>> BEGIN RECORDED INFORMATION
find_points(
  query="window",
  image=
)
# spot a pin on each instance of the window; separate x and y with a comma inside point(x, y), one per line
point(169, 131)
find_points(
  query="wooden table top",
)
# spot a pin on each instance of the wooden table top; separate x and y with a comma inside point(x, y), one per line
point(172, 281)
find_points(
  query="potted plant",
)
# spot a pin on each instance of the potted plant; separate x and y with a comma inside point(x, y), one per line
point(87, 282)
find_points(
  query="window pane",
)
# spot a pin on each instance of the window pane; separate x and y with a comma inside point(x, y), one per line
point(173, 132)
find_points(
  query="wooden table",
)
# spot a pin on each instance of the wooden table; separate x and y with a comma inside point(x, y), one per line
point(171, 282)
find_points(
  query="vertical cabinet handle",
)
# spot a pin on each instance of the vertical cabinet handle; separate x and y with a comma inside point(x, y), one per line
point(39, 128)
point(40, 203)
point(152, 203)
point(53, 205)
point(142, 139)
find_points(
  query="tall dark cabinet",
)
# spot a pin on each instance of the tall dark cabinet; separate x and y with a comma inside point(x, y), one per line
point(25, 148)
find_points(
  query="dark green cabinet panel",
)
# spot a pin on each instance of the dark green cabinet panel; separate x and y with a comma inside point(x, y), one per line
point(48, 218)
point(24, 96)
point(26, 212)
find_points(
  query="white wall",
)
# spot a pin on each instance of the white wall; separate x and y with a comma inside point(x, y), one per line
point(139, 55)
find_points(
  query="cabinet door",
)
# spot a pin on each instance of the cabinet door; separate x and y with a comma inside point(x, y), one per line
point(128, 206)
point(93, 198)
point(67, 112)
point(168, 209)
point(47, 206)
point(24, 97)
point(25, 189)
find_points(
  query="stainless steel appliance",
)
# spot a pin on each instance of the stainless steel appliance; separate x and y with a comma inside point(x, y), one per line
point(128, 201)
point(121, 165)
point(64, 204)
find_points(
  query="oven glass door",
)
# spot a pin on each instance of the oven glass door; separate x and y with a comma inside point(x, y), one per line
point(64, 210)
>> END RECORDED INFORMATION
* WHAT YOU WILL DO
Pick out and copy every line in the items above that contains the word "dark". Case counts.

* COMPLETE OUTPUT
  query="tall dark cabinet",
# spot a pin on each instance of the tall dark cabinet; separate x and y with a comma inside point(x, y), one per line
  query="dark green cabinet panel",
# spot a pin on each instance of the dark green cabinet panel; separate x and y with a comma inside point(x, y), one per line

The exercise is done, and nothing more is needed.